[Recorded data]

☆ ☆ ☆ ☆ ☆ ☆ ☆

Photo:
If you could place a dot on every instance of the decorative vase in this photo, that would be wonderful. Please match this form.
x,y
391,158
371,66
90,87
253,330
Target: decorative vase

☆ ☆ ☆ ☆ ☆ ☆ ☆

== Work instruction ==
Search the records above for "vase" and copy every line that has it.

== Output ==
If you could place a dot on every instance of the decorative vase in this photo, that would be wonderful. Please match this form.
Target: decorative vase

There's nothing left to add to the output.